> [Short task]
Reproduce the data verbatim, from the line containing "Please point out the yellow" through the end of the data, both ends included. Leave the pictures out.

● ● ●

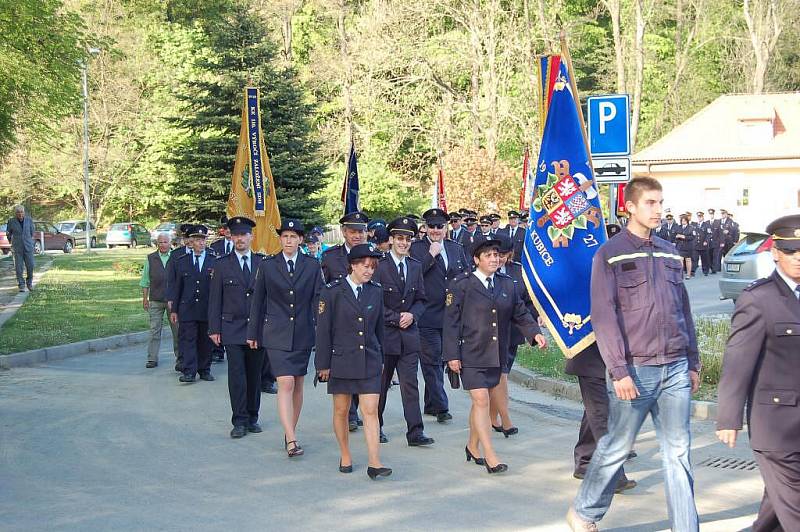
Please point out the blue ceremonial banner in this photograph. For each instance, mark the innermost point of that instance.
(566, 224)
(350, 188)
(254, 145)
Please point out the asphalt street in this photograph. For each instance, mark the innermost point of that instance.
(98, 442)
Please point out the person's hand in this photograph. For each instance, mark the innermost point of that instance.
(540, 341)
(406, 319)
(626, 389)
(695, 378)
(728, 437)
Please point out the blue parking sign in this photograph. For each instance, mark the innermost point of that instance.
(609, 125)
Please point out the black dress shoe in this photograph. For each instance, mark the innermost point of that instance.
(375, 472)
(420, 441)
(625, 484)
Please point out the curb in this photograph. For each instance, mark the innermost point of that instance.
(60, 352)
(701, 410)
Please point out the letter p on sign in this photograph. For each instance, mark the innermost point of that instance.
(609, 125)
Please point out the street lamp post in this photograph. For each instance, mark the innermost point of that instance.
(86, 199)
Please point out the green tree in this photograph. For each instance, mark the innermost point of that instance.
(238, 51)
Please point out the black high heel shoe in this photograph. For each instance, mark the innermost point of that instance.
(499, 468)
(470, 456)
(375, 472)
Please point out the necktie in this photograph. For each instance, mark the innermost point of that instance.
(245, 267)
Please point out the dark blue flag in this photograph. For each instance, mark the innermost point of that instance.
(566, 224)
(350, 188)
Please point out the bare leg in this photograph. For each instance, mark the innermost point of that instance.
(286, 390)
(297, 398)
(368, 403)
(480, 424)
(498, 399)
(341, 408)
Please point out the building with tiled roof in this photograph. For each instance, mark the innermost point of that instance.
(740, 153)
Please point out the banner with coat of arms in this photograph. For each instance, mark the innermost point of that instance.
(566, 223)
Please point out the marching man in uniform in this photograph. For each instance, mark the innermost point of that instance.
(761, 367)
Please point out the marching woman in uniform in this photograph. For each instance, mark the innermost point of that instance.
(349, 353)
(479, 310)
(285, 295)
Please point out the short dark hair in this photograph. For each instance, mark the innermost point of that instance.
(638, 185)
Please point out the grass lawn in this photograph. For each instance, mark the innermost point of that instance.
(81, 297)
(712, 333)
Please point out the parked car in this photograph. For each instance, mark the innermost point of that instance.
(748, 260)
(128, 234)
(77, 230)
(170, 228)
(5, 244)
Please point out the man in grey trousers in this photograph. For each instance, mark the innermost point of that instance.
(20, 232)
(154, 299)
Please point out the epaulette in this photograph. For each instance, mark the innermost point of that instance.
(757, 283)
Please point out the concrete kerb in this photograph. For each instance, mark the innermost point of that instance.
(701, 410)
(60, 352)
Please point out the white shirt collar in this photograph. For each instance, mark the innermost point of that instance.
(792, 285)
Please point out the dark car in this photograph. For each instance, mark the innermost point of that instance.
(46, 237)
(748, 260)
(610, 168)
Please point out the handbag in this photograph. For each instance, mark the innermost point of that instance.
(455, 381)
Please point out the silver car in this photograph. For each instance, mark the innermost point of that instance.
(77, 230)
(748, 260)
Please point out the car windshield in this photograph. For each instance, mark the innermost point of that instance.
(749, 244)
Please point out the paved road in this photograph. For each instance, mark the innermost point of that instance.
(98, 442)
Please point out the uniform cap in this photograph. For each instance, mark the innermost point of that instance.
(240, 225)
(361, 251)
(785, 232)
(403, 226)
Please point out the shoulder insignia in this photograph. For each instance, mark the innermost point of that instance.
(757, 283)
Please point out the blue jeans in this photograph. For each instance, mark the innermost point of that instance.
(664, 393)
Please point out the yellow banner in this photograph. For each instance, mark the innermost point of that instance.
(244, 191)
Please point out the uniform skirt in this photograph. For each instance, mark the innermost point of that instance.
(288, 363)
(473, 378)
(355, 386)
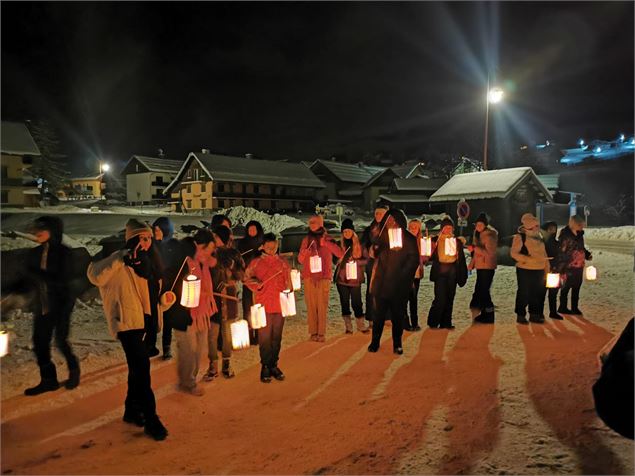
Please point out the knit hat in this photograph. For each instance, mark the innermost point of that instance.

● ● ●

> [Solution]
Please point out the yellow banner in this photograph. For each instance, mark the innermost point of that instance.
(244, 191)
Please point out the uniform skirt in this photograph. For each instance, mark the innermost point of that instance.
(288, 363)
(473, 378)
(355, 386)
Please point out the knit hat in this photograph. For each instance, mark the innermost point of that instance.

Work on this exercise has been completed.